- **What to do**
Turn every one of the records below into a two-column CSV with the headers text and answer. Give one row per record, put each field in double quotes with its line breaks replaced by spaces, and leave the pictures out.

- **Records supplied**
- - -

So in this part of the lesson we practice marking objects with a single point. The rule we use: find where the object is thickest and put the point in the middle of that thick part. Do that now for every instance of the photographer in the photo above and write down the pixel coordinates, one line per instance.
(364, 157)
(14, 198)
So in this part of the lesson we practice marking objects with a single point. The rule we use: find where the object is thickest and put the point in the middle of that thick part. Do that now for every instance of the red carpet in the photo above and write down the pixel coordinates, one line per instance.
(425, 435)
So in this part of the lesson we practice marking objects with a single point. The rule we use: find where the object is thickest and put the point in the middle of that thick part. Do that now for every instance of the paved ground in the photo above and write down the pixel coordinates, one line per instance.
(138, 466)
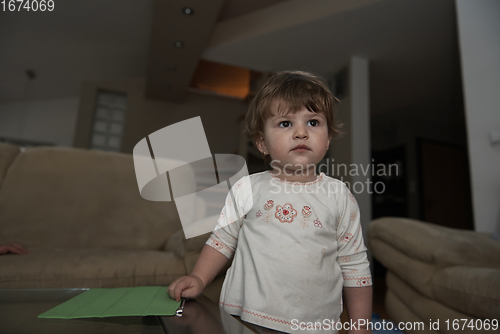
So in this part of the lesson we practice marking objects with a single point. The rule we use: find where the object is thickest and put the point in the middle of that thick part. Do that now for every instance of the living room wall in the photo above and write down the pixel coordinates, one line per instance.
(479, 36)
(219, 115)
(48, 121)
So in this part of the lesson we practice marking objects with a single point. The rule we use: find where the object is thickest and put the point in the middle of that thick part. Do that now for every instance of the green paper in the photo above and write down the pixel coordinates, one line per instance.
(118, 302)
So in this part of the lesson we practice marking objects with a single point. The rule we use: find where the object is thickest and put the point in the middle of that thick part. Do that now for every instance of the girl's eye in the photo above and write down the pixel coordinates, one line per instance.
(313, 122)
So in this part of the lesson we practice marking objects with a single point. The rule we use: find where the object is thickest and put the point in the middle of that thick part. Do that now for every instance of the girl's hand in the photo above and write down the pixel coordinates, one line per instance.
(186, 286)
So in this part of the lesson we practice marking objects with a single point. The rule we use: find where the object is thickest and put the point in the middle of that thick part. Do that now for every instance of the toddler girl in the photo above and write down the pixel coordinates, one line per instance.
(298, 245)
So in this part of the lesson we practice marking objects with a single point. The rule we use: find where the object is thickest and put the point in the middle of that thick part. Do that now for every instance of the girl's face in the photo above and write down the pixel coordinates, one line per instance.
(296, 142)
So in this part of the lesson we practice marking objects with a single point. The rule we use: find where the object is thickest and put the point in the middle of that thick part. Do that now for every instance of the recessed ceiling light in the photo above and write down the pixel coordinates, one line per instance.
(187, 11)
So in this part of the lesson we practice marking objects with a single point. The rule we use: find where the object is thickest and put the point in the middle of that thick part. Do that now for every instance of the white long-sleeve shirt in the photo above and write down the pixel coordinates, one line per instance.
(294, 249)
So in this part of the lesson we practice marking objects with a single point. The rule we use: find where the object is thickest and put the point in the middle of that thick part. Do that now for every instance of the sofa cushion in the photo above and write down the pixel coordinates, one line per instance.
(423, 307)
(416, 273)
(434, 244)
(7, 154)
(89, 268)
(401, 313)
(471, 290)
(68, 197)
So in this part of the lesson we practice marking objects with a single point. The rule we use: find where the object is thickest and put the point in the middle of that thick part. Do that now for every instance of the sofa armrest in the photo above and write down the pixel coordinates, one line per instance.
(436, 244)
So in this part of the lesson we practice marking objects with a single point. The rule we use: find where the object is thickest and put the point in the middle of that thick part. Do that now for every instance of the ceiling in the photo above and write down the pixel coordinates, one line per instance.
(410, 44)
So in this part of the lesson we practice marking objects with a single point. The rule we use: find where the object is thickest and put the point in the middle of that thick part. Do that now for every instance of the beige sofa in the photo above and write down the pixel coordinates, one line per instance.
(437, 273)
(80, 214)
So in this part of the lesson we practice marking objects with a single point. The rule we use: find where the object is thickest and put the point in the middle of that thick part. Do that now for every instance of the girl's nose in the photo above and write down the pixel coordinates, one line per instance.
(301, 132)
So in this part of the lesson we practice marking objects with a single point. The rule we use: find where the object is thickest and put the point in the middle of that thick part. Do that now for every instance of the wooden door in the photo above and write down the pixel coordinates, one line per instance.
(445, 197)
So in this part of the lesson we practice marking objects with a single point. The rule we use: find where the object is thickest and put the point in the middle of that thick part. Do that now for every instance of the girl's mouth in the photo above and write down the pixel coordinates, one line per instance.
(301, 148)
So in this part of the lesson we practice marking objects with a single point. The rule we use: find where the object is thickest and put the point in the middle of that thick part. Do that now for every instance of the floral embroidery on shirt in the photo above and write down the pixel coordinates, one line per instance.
(285, 213)
(347, 237)
(348, 272)
(306, 213)
(354, 214)
(345, 259)
(268, 205)
(352, 198)
(216, 244)
(363, 281)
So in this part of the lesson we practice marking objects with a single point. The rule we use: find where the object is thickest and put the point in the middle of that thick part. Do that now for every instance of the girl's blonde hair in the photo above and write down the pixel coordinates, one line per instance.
(292, 90)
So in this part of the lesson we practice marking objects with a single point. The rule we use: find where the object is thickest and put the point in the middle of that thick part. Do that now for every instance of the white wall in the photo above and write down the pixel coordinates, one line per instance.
(49, 121)
(479, 40)
(354, 149)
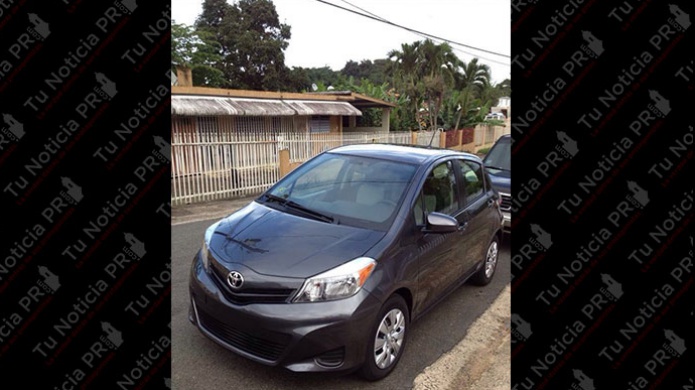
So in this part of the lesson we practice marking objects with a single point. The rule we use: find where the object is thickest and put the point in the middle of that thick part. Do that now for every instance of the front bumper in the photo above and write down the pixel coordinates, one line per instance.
(317, 336)
(506, 221)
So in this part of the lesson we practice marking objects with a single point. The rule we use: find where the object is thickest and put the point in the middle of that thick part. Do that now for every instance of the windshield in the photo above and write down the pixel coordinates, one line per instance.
(500, 156)
(351, 190)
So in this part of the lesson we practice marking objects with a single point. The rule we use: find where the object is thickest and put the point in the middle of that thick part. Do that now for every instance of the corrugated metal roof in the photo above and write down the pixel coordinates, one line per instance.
(220, 106)
(313, 107)
(216, 106)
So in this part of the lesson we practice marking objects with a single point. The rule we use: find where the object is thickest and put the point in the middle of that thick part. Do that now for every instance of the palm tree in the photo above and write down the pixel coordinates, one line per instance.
(438, 65)
(405, 69)
(473, 74)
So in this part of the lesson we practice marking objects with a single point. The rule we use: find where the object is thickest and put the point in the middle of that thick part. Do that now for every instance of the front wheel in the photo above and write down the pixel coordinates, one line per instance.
(388, 338)
(487, 271)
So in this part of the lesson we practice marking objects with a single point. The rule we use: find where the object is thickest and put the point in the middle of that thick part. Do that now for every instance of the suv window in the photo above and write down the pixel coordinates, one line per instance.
(473, 181)
(438, 193)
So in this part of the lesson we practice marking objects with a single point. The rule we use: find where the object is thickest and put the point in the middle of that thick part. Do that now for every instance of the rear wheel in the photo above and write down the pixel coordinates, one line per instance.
(387, 339)
(487, 271)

- - -

- **Solution to the exercise**
text,answer
"So in this part of the lesson we practice marking objects with a single point. The rule we use: find where the object is thickest and put the point in the middle of that thick part. Do that now for every instance of the photographer in the photo above and write down the pixel coordinates, one line per instance.","(364, 157) (14, 198)"
"So in this part of the lesson we practice marking objects with a single point. The rule we use: find where the object is thickest and put the point in the middle of that thick part. Do that now for every instance of the red carpet in the photo above and write down the pixel coordinates, one line per instance.","(425, 435)"
"So in this part of the lesson we practice marking objects with a single point. The rule we use: find where the object is thickest and put the point in the middle of that thick part. Do that now for every instance of the paved ground in the photo above and write down the pixel coordinates, one line per instance.","(138, 466)"
"So in this part of the lesson we practice marking objects with a single point. The rule we use: find where the object is thickest and put the point in the middle of that thick part. Do that now for every instance of the living room wall in the photo above and write down the pixel coordinates, one line per instance.","(479, 36) (219, 115) (48, 121)"
"So in this part of the lesson we practice marking objects with a single point. The rule we use: find where the object is thickest and put the point in the middle of that thick part. Do that now for every instance of the green paper in the photo above and write down the pixel coordinates, one line per instance.","(118, 302)"
"So in this part of the lesson we practice marking objects with a single point. The rule we use: find where the object is thickest and put the point in the middle of that thick part. Do that now for every instance of the girl's eye in the photo above and write down the pixel coordinates, one line per instance.","(313, 122)"
"So in this part of the lesson we practice marking objects with a single point. The rule we use: find where the object is thickest and put the point in the middle of that thick part. Do that now for every instance of the girl's hand in the photo above and write down the pixel coordinates, one line per instance.","(186, 286)"
"So in this part of the lesson we practice marking objects with a single point. The rule we use: find where the object is thickest and put the point in the middle of that thick part. Do that now for every instance of the toddler girl in the photo above and write down the pixel coordinates, one line per instance.","(298, 245)"
"So in this part of the lesson we practice marking objects with a single point. The rule we use: find where the object is thickest and put the point in the middle of that thick part. Do that now for every instance of the girl's face in the photo above and write down the pixel coordinates, one line per instance.","(296, 142)"
"So in this part of the lesson we practice marking objects with a single point. The rule we use: find where the object is thickest and put the point in the middle of that thick part. Do that now for every instance of the recessed ceiling light in the photo above and write down the pixel coordinates, one line per instance.","(187, 11)"
"So in this part of the lesson we practice marking objects with a single point. The rule we use: find where the object is thickest and put the point in the middle of that thick part. Do that now for every instance of the white long-sleeve shirt in the photo above and write down the pixel coordinates, one line per instance.","(294, 249)"
"So in this part of the lesson we practice marking objects with a single point. The rule we use: find where the object is thickest and put the point in the middle of that thick part. Do that now for every instance of the sofa cushion in the photo above and write down the pixel coordinates, one line per instance.","(423, 307) (416, 273) (434, 244) (7, 154) (89, 268) (401, 313) (471, 290) (68, 197)"
"So in this part of the lesson we practice marking objects with a single point. The rule we use: find where the object is thickest and put the point in the middle of that thick part. Do that now for every instance of the sofa armrest in the photo above and write down the pixel coordinates, one line per instance.","(436, 244)"
"So in this part of the lesson we practice marking objects with a single point. The rule we use: find where the object is thickest and put the point in the middle of that thick part. Do that now for every instance of the ceiling in the photo above and write down the pixel coordinates, one line per instance.","(410, 44)"
"So in this part of the lesson we practice marking objects with a single point. The rule we use: find where the object is thickest and put the point in the middle of that thick part. Do that now for every instance of the beige sofa in the photo above and write down the pixel coordinates, one line per instance.","(437, 273) (80, 214)"
"So in this part of the lesson we practice marking objects with a single point. The rule we use: find where the object is thickest and put the point in the middle of that thick part. Do that now for every instance of the girl's nose in the photo above and write down the pixel coordinates, one line per instance.","(301, 132)"
"So in this part of the lesson we practice marking objects with a single point. The rule we use: find where the object is thickest and put the point in the middle of that thick part. Do that now for every instance of the wooden door in the photo above and write down the pixel coordinates, one line per instance.","(445, 197)"
"So in this part of the lesson we practice marking objects with a single point. The rule we use: find where the object is thickest and put the point in the middle of that thick part. Do that now for every instance of the girl's mouth in the photo above and write down the pixel coordinates, one line per instance.","(301, 148)"
"So in this part of the lesson we practice marking objects with a single point. The rule we use: find where the object is thickest and put the point in the middle of that thick part. Do that now for every instance of the floral embroidery on shirt in the photo above and write down the pixel coordinates, one line per instance.","(285, 213) (347, 237) (348, 272) (306, 213) (354, 214) (345, 259) (268, 205) (352, 198) (216, 244) (363, 281)"
"So in this part of the lesson we practice marking objects with a single point. The rule we use: find where the object is thickest and put the point in the middle of that thick part. Do that now for every instance of the girl's blonde hair in the photo above and write down the pixel coordinates, one line per instance.","(292, 90)"
"So in this part of the lesson we practice marking objects with a single point. The rule we use: find where the object is thickest and put the point in the middle of that thick part. Do that now for every instance of the white wall in the photo above and write down the pixel coordinates, one line per instance.","(49, 121) (479, 40) (354, 149)"
"So in this part of the lesson we practice marking objects with a single point. The rule we use: find where the object is thickest and put the point in the middle of that thick part. Do that now for every instance of the front bumper in the photo above and write down the pixel coordinates, one line per instance.","(317, 336) (506, 221)"
"So in this part of the lesson we practice marking objects with a single point. The rule we use: find where the object is thickest and put the point in the middle of that thick part. Do that now for every instance of the windshield in the photo above and write down the pixel coordinates, one line per instance.","(500, 156) (351, 190)"
"So in this part of the lesson we practice marking objects with a single point. The rule we use: find where the object is thickest and put the point in the middle of that thick part. Do that now for every instance of the corrugated metal roof in the photo above and write down the pixel coordinates, one line per instance.","(220, 106) (313, 107) (216, 106)"
"So in this part of the lesson we practice marking objects with a single point. The rule we use: find where the object is thickest and put the point in the middle of that thick part. Do that now for every instance of the palm tree in the photo above and write down the pixel coordinates, one line per instance.","(438, 65) (405, 69) (473, 74)"
"So in this part of the lesson we practice marking objects with a single point. The rule we use: find where the object is thickest and put the point in the middle of that thick part. Do that now for every instance of the front wheel in the photo above and write down the pixel coordinates, one line per instance.","(388, 338) (487, 271)"
"So in this part of the lesson we practice marking objects with a single point. The rule we use: find where the object is thickest and put the point in the middle of that thick part. Do that now for every instance of the suv window in the photo above and write down the pixel coordinates, one line per instance.","(473, 181) (438, 193)"
"So in this part of the lesson we practice marking objects with a single point. The rule we use: find where the object is thickest and put the point in the middle of that thick part. Do that now for every instance of the rear wheel in the photo above and write down the pixel coordinates, one line per instance.","(387, 339) (487, 271)"